**DESCRIPTION OF THE TASK:** Print exactly those lines that run from the beginning of the data to the line bearing "Point to the large", inclusive.
:: RECORD EXCERPTS ::
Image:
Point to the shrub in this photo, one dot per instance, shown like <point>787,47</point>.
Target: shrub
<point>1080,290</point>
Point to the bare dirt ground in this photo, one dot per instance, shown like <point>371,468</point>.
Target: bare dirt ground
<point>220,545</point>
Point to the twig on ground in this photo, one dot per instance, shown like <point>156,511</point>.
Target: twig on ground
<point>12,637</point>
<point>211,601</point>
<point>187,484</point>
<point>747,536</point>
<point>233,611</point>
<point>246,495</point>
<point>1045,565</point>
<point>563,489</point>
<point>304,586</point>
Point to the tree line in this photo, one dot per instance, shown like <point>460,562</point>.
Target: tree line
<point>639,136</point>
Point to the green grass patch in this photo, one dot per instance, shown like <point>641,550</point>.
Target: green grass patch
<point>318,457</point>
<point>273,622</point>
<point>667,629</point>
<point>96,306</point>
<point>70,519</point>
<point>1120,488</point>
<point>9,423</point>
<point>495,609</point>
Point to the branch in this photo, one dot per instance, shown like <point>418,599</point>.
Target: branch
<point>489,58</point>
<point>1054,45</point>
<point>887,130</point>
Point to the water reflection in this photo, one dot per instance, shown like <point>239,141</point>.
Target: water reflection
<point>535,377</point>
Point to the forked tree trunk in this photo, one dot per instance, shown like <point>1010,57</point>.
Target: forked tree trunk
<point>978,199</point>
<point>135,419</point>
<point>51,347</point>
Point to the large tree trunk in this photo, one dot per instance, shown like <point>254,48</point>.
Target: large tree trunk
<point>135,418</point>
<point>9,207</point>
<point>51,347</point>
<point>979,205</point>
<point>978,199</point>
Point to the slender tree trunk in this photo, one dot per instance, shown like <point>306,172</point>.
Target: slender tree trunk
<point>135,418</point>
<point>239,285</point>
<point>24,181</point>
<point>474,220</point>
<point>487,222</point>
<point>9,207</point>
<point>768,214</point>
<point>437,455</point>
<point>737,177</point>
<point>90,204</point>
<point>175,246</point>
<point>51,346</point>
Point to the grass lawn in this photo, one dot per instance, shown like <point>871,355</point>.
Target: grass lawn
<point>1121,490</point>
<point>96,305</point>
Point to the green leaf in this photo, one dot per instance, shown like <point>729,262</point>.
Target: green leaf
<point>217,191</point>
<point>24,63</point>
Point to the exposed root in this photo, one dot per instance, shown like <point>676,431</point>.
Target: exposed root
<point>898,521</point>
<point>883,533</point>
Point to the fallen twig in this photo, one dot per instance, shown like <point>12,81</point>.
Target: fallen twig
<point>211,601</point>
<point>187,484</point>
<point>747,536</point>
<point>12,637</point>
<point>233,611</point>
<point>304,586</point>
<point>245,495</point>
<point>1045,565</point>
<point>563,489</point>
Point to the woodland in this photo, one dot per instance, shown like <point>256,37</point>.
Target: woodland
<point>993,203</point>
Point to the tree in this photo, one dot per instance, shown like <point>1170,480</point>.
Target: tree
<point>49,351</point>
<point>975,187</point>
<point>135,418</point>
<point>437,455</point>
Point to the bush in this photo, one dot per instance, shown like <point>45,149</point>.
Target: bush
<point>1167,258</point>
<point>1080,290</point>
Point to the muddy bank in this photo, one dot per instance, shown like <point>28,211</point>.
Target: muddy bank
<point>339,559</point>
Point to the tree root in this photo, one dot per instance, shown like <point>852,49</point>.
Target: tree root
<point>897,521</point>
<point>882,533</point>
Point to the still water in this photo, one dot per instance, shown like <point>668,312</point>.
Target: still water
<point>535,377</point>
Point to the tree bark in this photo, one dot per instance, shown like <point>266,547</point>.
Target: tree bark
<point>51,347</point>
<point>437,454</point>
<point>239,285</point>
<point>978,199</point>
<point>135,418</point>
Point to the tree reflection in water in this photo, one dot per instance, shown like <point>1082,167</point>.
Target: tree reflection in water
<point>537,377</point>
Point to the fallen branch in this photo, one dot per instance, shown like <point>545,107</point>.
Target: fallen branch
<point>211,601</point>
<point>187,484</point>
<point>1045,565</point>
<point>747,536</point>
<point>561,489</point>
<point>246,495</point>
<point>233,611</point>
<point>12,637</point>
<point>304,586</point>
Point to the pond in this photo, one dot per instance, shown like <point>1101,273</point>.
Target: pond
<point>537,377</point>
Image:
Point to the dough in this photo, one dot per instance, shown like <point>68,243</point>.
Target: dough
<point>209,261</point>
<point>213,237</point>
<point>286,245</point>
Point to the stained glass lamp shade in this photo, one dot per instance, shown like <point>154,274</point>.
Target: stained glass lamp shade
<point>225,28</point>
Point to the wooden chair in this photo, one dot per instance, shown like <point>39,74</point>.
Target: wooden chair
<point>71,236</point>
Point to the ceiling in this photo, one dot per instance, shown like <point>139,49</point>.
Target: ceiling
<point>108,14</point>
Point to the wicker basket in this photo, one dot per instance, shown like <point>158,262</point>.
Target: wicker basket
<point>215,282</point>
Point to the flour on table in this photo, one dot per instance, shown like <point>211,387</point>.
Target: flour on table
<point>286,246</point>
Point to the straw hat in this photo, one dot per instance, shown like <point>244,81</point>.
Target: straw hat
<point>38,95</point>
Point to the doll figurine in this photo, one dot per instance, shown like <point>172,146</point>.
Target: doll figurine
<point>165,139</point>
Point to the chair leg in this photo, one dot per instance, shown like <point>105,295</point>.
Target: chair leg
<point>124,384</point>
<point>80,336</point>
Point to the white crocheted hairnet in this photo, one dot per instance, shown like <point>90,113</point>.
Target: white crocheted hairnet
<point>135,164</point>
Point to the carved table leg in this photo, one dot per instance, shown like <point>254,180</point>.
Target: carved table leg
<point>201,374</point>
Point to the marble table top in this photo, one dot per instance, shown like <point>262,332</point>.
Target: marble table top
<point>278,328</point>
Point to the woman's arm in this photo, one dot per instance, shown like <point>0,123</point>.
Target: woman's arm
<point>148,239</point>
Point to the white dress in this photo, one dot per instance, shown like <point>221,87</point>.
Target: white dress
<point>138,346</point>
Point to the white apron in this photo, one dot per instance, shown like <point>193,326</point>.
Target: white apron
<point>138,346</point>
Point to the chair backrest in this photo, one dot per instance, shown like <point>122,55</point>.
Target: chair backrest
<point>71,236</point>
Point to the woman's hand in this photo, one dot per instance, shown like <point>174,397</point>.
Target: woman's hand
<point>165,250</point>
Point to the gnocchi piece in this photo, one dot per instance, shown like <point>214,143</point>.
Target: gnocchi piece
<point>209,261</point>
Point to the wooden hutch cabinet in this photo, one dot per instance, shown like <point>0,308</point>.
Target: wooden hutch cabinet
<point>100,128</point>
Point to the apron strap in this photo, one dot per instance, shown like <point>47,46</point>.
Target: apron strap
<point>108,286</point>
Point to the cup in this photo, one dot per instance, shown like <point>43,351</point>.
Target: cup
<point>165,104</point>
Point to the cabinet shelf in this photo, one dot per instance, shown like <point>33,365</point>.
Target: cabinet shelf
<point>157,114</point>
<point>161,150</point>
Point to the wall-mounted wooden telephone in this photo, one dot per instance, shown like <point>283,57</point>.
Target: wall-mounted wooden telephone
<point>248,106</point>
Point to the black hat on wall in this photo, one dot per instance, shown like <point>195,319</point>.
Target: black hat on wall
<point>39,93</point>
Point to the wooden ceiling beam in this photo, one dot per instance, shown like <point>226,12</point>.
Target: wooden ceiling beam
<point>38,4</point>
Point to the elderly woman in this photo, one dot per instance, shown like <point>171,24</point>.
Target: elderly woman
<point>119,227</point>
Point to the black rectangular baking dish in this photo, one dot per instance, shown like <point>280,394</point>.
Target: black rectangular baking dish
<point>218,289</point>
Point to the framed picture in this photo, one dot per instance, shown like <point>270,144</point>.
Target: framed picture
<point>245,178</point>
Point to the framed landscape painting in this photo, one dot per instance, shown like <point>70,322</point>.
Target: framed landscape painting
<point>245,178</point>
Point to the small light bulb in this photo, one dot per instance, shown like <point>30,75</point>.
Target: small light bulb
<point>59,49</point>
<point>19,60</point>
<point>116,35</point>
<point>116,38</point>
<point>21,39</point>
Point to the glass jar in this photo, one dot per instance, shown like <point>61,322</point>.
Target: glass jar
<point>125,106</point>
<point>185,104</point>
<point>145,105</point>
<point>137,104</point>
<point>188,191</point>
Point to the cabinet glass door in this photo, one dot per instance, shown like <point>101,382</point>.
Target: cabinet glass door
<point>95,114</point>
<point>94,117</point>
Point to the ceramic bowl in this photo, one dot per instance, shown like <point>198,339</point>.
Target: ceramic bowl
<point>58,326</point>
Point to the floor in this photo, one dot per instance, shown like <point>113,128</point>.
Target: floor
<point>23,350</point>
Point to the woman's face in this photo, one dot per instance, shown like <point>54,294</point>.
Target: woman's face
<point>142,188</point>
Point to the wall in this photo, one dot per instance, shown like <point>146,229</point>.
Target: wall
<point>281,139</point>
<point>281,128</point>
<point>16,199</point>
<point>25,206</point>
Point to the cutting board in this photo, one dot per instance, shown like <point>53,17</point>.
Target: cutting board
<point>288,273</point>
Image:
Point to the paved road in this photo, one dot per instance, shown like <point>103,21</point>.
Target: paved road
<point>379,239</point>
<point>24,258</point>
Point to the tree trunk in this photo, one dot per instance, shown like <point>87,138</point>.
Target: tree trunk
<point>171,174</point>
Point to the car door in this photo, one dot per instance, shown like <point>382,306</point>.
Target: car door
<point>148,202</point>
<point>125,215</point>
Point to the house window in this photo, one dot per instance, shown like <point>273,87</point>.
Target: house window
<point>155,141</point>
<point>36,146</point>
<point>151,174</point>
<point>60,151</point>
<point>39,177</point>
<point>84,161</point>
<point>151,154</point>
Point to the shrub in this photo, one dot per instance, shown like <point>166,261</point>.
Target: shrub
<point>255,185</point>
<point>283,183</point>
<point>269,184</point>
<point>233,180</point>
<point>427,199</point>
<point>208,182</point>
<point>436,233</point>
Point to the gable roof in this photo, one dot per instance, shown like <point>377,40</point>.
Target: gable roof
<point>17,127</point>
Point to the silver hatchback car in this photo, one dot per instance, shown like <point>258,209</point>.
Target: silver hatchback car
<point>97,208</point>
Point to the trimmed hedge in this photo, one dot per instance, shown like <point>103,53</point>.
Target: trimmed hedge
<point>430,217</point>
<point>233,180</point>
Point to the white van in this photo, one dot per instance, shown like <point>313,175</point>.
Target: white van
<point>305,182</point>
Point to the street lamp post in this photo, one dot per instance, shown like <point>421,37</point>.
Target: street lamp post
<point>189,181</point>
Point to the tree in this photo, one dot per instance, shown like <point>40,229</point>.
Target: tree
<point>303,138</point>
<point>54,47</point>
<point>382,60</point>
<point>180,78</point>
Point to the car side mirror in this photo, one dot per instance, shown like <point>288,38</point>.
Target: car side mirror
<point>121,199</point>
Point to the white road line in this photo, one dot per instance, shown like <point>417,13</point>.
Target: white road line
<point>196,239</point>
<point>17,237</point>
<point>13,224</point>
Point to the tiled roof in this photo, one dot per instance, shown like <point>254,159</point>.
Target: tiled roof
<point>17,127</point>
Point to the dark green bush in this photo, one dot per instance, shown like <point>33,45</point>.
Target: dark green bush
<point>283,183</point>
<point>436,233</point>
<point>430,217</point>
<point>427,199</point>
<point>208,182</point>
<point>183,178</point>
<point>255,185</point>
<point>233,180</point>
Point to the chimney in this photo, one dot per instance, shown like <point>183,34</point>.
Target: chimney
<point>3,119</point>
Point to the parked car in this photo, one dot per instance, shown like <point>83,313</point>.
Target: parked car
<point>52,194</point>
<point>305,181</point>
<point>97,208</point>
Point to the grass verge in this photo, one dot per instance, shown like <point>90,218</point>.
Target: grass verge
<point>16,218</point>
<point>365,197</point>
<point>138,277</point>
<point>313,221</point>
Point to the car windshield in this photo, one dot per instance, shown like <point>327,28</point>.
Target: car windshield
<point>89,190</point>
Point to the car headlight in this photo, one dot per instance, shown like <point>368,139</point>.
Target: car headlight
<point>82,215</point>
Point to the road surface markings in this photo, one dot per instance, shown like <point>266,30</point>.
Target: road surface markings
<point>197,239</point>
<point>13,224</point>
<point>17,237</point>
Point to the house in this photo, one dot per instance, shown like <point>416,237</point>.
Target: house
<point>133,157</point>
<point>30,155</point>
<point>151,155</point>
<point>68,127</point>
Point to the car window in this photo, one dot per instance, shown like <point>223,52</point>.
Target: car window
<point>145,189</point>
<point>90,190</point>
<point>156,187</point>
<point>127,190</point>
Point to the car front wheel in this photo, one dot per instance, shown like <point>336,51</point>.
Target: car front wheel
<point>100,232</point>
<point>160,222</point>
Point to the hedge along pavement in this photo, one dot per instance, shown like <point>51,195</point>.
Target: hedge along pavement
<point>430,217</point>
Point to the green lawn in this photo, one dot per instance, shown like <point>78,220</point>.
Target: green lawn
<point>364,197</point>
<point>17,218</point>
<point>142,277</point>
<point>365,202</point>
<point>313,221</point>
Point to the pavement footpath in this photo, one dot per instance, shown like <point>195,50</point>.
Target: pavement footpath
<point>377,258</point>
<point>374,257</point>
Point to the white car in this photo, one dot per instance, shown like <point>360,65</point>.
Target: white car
:::
**EXERCISE RESPONSE:**
Image:
Point to the shrub in this photo, one dot per instance, shown like <point>787,47</point>.
Target: shrub
<point>1080,290</point>
Point to the bare dirt ground in this photo, one dot per instance, shown like <point>371,468</point>.
Target: bare dirt ground
<point>220,545</point>
Point to the twig on ground in this photo, one dot per instance, shown like <point>156,511</point>.
Target: twig on ground
<point>12,637</point>
<point>211,601</point>
<point>187,484</point>
<point>747,536</point>
<point>233,611</point>
<point>246,495</point>
<point>1045,565</point>
<point>563,489</point>
<point>304,586</point>
Point to the tree line in this photo, one dot per instance, shown like <point>460,562</point>.
Target: tree line
<point>639,136</point>
Point to the green grass patch in this photo, one dot per instance, shown like <point>641,550</point>.
Target: green grass patch
<point>318,457</point>
<point>273,622</point>
<point>667,629</point>
<point>96,306</point>
<point>70,519</point>
<point>1120,488</point>
<point>9,423</point>
<point>495,609</point>
Point to the branch in this photo, one dot per instance, shown like <point>418,599</point>.
Target: branch
<point>489,58</point>
<point>1054,45</point>
<point>887,130</point>
Point to the water reflection in this photo, one dot per instance, shown like <point>239,141</point>.
Target: water reflection
<point>535,377</point>
Point to the forked tree trunk in this photo, one dot per instance, shown like <point>1010,57</point>.
Target: forked tree trunk
<point>978,199</point>
<point>135,419</point>
<point>51,347</point>
Point to the large tree trunk in this photo, one dot per instance, shown like <point>254,48</point>.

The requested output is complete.